Rows of box annotation data:
━━━━━━━━━━━━━━━━

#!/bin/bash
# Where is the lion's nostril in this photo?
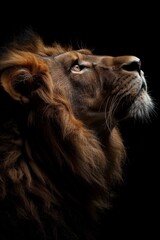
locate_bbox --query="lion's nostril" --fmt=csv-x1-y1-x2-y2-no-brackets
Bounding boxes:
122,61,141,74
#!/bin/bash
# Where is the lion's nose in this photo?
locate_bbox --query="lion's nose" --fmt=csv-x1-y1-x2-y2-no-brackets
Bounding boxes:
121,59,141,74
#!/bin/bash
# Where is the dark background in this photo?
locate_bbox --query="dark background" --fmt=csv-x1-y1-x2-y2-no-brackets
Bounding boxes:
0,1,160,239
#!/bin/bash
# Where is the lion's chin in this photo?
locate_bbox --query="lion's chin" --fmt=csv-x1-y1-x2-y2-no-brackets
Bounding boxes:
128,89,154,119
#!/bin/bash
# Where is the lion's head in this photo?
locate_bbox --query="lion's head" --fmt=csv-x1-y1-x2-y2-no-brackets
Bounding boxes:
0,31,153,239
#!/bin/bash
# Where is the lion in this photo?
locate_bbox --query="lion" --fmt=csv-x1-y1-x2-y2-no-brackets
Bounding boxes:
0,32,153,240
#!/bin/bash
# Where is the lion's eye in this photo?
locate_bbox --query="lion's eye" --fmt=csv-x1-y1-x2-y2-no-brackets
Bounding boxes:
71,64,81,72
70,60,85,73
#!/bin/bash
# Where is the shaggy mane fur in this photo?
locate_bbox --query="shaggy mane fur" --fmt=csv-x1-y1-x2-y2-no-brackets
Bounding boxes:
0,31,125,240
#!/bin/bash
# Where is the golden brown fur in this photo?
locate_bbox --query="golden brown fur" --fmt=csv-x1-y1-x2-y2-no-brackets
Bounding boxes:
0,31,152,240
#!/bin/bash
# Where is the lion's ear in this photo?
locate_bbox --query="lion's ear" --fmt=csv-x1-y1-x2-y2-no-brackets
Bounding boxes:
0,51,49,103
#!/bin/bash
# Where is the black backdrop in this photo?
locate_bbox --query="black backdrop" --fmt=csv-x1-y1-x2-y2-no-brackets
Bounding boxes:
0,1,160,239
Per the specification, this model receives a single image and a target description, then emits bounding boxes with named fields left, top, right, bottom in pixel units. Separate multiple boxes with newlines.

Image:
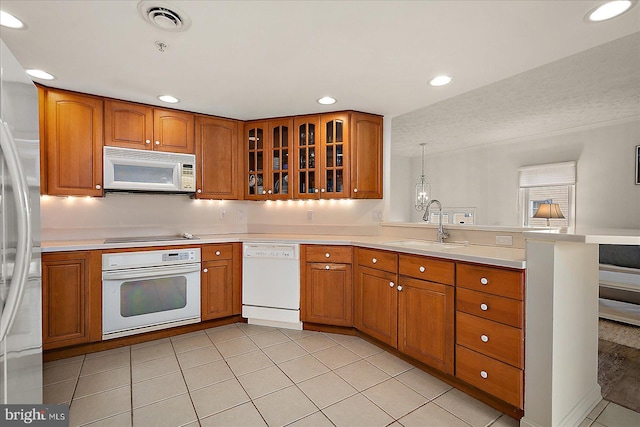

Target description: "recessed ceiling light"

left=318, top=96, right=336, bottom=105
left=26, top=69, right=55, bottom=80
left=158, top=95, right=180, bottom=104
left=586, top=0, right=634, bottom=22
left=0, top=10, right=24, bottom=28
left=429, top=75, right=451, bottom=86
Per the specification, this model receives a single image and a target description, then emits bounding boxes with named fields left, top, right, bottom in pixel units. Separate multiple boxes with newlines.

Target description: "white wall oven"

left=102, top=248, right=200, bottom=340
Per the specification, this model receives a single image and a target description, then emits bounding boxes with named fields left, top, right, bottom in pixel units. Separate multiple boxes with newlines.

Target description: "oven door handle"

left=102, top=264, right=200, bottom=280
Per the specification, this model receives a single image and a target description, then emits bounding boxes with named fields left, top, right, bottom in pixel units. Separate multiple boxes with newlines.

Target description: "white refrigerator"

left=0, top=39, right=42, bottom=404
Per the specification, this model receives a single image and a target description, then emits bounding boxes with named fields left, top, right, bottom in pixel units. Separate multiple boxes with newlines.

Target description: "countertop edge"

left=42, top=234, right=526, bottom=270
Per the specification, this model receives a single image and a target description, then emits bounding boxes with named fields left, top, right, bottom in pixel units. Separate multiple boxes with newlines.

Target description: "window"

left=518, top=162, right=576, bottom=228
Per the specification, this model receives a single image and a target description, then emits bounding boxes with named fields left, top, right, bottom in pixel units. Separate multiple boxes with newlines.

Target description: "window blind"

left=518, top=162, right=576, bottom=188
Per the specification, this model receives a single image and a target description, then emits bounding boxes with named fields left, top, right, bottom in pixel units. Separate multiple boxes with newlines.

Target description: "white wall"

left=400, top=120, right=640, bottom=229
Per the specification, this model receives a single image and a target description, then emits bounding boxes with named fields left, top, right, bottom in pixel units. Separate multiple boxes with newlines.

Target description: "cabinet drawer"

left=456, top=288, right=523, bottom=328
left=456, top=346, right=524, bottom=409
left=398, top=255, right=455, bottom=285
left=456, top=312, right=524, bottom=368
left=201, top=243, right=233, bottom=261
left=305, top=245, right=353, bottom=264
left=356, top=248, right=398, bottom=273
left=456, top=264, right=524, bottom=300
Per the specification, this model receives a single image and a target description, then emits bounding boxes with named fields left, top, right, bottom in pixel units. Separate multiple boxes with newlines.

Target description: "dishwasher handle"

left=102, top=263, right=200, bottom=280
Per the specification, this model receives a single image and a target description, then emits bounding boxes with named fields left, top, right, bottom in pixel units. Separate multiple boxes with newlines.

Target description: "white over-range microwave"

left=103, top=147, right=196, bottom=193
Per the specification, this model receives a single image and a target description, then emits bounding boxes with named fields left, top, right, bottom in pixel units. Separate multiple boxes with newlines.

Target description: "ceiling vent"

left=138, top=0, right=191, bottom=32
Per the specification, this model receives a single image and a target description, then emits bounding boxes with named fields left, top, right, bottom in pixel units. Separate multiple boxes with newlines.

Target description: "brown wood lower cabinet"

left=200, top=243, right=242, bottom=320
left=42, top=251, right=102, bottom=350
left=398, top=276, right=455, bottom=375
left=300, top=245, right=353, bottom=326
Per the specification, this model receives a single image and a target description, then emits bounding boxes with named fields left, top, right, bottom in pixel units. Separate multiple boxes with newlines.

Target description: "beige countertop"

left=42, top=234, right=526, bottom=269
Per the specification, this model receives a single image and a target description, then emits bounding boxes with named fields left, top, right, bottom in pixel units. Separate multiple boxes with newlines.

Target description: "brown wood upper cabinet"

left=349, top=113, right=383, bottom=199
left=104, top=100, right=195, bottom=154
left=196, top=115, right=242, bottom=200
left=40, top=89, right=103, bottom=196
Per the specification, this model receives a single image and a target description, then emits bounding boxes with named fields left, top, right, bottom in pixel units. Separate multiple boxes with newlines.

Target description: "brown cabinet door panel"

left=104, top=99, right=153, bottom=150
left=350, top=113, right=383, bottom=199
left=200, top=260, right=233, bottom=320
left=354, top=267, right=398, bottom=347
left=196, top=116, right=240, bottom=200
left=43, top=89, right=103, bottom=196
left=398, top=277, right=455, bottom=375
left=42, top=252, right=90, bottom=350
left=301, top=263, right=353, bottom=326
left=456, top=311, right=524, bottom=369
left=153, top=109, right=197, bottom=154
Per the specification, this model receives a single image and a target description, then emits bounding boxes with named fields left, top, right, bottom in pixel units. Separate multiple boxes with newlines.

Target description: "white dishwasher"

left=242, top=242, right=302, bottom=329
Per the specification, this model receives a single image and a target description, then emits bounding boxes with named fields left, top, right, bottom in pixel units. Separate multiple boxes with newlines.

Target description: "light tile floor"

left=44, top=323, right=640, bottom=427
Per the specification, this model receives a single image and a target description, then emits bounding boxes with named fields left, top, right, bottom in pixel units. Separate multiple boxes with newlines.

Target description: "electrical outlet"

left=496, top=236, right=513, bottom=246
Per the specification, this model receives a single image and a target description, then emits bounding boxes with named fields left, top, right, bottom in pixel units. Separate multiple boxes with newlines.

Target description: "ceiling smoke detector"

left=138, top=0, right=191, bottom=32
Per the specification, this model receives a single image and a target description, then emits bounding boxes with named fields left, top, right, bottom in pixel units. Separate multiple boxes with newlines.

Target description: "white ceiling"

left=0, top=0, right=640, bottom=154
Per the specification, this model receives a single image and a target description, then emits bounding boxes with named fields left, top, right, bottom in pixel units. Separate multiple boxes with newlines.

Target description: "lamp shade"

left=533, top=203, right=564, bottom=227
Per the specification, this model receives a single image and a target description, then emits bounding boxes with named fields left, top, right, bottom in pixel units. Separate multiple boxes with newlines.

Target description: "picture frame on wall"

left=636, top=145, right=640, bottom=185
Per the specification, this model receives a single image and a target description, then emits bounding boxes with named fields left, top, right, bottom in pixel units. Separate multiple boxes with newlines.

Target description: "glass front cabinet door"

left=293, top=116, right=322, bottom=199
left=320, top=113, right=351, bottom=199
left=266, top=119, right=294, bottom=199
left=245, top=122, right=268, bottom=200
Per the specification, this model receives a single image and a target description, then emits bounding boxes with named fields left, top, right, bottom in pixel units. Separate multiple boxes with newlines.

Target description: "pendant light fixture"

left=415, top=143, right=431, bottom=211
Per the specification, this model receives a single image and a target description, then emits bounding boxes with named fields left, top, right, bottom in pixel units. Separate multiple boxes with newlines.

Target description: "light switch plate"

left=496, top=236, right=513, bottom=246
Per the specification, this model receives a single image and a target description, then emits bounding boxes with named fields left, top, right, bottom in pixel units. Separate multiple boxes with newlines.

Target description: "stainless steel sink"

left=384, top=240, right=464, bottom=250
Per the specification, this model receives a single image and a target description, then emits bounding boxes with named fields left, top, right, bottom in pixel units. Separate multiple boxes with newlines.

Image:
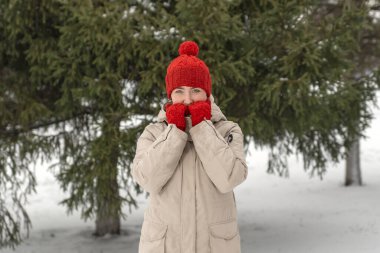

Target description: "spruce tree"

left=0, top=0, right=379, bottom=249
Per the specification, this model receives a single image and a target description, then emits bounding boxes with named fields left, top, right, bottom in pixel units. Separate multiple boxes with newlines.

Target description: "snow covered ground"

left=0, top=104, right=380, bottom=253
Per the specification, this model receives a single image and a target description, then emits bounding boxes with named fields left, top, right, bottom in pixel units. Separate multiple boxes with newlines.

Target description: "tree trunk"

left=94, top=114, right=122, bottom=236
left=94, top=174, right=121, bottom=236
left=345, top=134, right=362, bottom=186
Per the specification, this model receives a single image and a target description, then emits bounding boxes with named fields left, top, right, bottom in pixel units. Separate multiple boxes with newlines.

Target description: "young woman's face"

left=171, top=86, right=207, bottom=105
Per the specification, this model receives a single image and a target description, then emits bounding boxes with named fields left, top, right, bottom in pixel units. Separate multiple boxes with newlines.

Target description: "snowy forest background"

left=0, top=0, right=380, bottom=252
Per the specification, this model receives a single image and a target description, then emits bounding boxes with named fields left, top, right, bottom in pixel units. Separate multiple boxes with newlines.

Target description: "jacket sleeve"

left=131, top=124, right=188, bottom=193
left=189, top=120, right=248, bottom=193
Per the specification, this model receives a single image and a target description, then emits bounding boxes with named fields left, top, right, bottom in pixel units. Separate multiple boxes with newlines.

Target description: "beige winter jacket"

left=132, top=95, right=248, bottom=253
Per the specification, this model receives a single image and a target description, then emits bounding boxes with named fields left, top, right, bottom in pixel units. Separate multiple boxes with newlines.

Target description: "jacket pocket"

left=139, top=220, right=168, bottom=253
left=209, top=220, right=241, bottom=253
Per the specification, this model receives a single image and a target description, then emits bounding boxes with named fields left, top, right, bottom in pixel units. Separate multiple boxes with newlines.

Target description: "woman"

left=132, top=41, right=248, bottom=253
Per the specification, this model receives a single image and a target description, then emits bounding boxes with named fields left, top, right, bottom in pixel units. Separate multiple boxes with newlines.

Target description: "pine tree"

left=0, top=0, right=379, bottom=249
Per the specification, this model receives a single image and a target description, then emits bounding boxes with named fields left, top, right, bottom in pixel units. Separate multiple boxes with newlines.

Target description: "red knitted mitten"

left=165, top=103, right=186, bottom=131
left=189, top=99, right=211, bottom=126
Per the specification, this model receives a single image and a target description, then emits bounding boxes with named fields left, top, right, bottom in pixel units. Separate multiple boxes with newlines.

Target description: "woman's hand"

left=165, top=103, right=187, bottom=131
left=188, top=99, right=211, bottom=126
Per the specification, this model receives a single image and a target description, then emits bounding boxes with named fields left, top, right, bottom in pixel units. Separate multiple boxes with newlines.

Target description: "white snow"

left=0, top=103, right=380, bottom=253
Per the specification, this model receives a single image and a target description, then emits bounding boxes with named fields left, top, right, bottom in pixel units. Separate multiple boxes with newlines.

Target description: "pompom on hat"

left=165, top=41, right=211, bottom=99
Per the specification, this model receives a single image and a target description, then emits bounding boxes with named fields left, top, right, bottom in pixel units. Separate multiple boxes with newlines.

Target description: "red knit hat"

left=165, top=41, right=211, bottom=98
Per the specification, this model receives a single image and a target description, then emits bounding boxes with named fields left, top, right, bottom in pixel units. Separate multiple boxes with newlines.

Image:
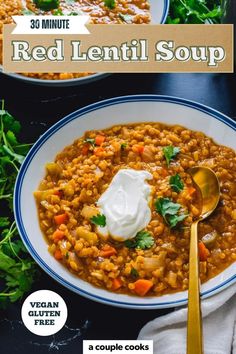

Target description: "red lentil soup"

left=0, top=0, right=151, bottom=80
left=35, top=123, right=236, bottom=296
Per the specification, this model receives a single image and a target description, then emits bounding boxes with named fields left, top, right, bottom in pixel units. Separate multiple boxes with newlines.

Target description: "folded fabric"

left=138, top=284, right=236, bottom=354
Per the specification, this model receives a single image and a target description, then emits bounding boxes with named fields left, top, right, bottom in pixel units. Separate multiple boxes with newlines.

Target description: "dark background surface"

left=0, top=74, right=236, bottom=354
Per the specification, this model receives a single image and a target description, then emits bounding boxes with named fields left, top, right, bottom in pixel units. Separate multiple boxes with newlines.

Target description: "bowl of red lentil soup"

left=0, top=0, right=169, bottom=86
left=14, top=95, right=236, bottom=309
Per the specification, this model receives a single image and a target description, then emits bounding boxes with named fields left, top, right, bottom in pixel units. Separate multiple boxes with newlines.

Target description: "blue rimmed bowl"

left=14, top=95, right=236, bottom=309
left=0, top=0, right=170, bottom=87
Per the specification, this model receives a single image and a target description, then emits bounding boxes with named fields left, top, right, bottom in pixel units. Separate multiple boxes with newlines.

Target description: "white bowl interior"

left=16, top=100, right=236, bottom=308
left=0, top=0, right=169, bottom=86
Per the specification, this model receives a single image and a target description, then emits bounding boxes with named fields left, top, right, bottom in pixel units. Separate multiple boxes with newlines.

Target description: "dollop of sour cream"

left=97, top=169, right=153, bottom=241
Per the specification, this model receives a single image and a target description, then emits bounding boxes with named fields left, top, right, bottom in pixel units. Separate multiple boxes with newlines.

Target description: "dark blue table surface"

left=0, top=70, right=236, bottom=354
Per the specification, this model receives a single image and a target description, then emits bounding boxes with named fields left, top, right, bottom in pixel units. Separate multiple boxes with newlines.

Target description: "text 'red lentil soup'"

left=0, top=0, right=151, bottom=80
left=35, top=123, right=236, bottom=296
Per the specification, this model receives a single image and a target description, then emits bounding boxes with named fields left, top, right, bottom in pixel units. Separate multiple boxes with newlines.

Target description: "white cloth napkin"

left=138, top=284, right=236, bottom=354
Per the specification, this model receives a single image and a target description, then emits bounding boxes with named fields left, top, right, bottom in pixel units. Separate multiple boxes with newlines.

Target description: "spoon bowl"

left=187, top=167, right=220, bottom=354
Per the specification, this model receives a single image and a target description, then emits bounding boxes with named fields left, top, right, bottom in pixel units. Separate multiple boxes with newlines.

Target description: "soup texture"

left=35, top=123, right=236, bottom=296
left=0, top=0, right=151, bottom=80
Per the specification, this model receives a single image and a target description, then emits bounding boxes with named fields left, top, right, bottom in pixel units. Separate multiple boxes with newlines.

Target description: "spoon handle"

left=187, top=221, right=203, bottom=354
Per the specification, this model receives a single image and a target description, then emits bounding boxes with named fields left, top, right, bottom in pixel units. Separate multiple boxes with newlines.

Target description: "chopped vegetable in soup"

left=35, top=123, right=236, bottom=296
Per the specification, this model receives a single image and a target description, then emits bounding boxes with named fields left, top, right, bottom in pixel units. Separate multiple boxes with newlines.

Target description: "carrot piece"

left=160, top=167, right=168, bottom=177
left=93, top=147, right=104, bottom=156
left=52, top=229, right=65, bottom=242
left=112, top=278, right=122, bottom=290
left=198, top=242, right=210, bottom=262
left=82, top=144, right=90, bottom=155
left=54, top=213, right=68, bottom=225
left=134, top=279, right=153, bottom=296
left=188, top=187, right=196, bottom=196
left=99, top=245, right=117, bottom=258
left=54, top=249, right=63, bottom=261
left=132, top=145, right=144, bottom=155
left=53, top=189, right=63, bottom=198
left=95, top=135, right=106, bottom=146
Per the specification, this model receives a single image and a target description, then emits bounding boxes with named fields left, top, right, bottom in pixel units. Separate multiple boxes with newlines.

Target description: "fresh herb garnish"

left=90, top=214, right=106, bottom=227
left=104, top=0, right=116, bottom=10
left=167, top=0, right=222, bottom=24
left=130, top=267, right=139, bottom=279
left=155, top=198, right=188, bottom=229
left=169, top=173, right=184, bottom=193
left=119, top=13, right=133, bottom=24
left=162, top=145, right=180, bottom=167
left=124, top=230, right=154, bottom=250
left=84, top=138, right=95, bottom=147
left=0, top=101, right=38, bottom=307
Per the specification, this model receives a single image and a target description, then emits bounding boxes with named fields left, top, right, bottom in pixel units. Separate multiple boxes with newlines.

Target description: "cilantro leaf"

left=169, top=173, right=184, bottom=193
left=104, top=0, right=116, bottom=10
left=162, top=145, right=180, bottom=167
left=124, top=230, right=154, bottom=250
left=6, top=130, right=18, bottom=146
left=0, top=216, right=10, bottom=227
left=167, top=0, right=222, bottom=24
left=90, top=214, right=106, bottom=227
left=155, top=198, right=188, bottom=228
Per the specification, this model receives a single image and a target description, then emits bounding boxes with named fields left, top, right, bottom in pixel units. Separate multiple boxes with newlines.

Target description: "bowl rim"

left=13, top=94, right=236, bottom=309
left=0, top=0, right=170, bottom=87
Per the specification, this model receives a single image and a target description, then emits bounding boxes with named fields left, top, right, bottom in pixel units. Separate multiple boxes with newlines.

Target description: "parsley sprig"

━━━━━━━━━━━━━━━━

▶ PROBLEM TO WORK ON
Count the lines in the items above that contain the string "countertop" and give only the number.

▶ FINISHED ANSWER
2